- Given instruction: Update the items below by replacing each occurrence of "evenodd" with "nonzero". Leave all other text unchanged.

[Records]
☆ ☆ ☆ ☆ ☆

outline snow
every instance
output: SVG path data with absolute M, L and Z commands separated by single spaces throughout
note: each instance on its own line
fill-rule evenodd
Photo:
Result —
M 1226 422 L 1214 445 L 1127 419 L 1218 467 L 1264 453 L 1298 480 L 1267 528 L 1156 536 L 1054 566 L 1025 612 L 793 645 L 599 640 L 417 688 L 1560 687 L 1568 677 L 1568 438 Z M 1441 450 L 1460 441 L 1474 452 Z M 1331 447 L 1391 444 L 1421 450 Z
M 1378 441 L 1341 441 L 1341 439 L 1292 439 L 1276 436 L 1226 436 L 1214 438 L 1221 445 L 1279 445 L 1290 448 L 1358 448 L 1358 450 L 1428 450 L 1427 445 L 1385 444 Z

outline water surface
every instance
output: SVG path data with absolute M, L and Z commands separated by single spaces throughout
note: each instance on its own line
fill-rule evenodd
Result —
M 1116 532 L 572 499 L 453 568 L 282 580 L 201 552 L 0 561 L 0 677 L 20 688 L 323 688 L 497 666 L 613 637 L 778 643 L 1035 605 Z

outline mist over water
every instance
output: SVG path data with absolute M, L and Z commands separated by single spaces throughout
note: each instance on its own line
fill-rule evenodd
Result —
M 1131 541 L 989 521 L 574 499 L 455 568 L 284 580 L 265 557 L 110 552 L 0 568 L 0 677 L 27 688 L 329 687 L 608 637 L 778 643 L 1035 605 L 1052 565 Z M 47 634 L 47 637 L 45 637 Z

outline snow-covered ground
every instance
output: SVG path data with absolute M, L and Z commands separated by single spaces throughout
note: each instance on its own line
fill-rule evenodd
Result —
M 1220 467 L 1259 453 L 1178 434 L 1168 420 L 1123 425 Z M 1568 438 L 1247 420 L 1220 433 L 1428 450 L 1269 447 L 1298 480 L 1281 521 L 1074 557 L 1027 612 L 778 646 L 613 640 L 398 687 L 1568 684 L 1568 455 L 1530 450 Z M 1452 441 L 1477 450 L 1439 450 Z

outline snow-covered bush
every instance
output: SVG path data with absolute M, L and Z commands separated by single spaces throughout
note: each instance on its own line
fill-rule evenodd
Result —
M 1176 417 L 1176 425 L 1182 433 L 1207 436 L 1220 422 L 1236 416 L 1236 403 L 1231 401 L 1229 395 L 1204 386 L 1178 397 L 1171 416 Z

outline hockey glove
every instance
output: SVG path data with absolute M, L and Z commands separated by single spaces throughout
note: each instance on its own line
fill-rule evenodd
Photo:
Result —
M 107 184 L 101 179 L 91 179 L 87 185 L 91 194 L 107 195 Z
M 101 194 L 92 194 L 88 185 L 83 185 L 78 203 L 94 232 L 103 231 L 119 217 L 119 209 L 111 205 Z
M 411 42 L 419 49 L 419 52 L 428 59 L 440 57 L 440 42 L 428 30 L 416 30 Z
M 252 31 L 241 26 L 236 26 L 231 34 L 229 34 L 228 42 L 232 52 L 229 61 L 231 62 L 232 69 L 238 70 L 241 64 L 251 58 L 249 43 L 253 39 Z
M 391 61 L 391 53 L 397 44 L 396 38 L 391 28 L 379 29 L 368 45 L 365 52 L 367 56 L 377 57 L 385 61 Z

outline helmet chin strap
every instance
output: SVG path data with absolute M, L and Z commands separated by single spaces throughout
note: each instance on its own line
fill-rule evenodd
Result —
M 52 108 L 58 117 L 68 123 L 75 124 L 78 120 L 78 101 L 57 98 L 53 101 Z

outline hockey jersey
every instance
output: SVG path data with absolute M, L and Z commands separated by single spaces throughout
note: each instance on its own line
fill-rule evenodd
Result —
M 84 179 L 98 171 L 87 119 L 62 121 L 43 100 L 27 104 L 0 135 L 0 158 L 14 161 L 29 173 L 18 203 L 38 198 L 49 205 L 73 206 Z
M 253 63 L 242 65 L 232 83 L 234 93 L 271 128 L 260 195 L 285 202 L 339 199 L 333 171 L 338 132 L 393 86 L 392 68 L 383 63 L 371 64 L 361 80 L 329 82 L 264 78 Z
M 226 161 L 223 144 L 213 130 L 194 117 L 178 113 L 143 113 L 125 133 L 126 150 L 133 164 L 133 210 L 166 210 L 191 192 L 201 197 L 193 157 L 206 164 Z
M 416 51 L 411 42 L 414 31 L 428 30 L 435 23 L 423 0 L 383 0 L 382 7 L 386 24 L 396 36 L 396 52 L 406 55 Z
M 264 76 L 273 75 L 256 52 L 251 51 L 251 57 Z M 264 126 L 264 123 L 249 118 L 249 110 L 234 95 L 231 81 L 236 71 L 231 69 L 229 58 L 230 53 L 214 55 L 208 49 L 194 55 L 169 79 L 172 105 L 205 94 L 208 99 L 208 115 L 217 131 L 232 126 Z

☆ ☆ ☆ ☆ ☆

- Task solution:
outline snow
every instance
output: SVG path data with absolute M, L and Z commands separated by single spaces throughout
note: each instance on its own line
fill-rule nonzero
Photo:
Result —
M 1226 422 L 1214 445 L 1127 419 L 1218 467 L 1264 453 L 1298 480 L 1267 528 L 1156 536 L 1054 566 L 1025 612 L 793 645 L 599 640 L 417 688 L 1560 687 L 1568 677 L 1568 438 Z M 1441 450 L 1460 441 L 1474 452 Z M 1331 447 L 1391 444 L 1421 450 Z
M 1378 441 L 1341 441 L 1341 439 L 1292 439 L 1276 436 L 1226 436 L 1214 438 L 1221 445 L 1279 445 L 1290 448 L 1358 448 L 1358 450 L 1428 450 L 1427 445 L 1385 444 Z

outline water surface
every instance
output: SVG path data with absolute M, L and Z commands separated by single spaces throughout
note: each instance on its own line
fill-rule nonzero
Result —
M 1116 532 L 572 499 L 453 568 L 282 580 L 201 552 L 0 561 L 0 677 L 20 688 L 323 688 L 497 666 L 613 637 L 778 643 L 1035 605 Z

outline mist over water
every instance
output: SVG path data with absolute M, L and Z commands separated by single spaces throughout
note: each instance on its own line
fill-rule nonzero
Result —
M 1131 541 L 989 521 L 574 499 L 455 568 L 284 580 L 265 557 L 110 552 L 0 568 L 0 677 L 27 688 L 329 687 L 608 637 L 778 643 L 1035 605 L 1052 565 Z M 47 634 L 47 637 L 45 637 Z

outline snow-covered ground
every instance
output: SVG path data with absolute M, L and Z commands separated by single spaces throughout
note: each instance on its own line
fill-rule nonzero
Result —
M 1220 467 L 1259 453 L 1178 434 L 1168 420 L 1123 425 Z M 1568 438 L 1247 420 L 1220 433 L 1428 450 L 1269 447 L 1298 480 L 1281 521 L 1074 557 L 1027 612 L 778 646 L 613 640 L 398 687 L 1568 684 L 1568 455 L 1530 450 Z M 1452 441 L 1477 450 L 1439 450 Z

outline snow-covered bush
every instance
output: SVG path data with absolute M, L and Z commands separated by single spaces throughout
note: each instance on its own line
fill-rule nonzero
Result —
M 1176 417 L 1176 425 L 1182 433 L 1207 436 L 1220 422 L 1236 416 L 1236 403 L 1231 401 L 1229 395 L 1204 386 L 1178 397 L 1171 416 Z

outline hockey glove
every instance
output: SVG path data with absolute M, L and Z commands separated by single spaces throughout
note: each instance on its own line
fill-rule nonzero
Photo:
Result —
M 107 184 L 101 179 L 91 179 L 87 185 L 91 194 L 107 195 Z
M 101 194 L 92 194 L 88 185 L 83 185 L 78 203 L 94 232 L 103 231 L 119 217 L 119 209 L 111 205 Z
M 411 42 L 419 49 L 419 52 L 428 59 L 440 57 L 440 42 L 428 30 L 416 30 Z
M 252 31 L 241 26 L 236 26 L 231 34 L 229 34 L 228 42 L 232 52 L 229 61 L 231 62 L 232 69 L 238 70 L 241 64 L 251 58 L 249 43 L 253 39 Z
M 391 61 L 391 53 L 397 44 L 396 38 L 391 28 L 379 29 L 368 45 L 365 52 L 367 56 L 377 57 L 385 61 Z

outline helmet chin strap
every instance
output: SVG path data with absolute M, L and Z commands separated by single spaces throughout
note: each instance on its own line
fill-rule nonzero
Result —
M 52 108 L 58 117 L 68 123 L 75 124 L 78 120 L 78 101 L 57 98 L 53 101 Z

outline hockey jersey
every instance
output: SVG path data with absolute M, L and Z commands separated by single spaces throughout
note: each instance on its own line
fill-rule nonzero
Result —
M 84 179 L 98 171 L 87 119 L 62 121 L 43 100 L 27 104 L 0 135 L 0 158 L 14 161 L 29 173 L 18 203 L 38 198 L 49 205 L 73 206 Z
M 253 63 L 242 65 L 232 83 L 234 93 L 271 128 L 260 195 L 285 202 L 339 199 L 333 171 L 338 132 L 393 86 L 392 68 L 383 63 L 371 64 L 361 80 L 329 82 L 264 78 Z
M 226 161 L 223 144 L 213 130 L 194 117 L 178 113 L 143 113 L 125 133 L 126 150 L 133 164 L 133 210 L 166 210 L 191 192 L 201 197 L 193 157 L 206 164 Z
M 416 51 L 411 42 L 414 31 L 428 30 L 435 23 L 423 0 L 383 0 L 382 7 L 386 24 L 396 36 L 396 52 L 406 55 Z
M 264 76 L 273 75 L 256 52 L 251 51 L 251 57 Z M 264 126 L 264 123 L 249 118 L 249 110 L 234 95 L 231 81 L 236 71 L 231 69 L 229 58 L 230 53 L 214 55 L 208 49 L 194 55 L 169 79 L 172 105 L 205 94 L 208 99 L 208 115 L 217 131 L 232 126 Z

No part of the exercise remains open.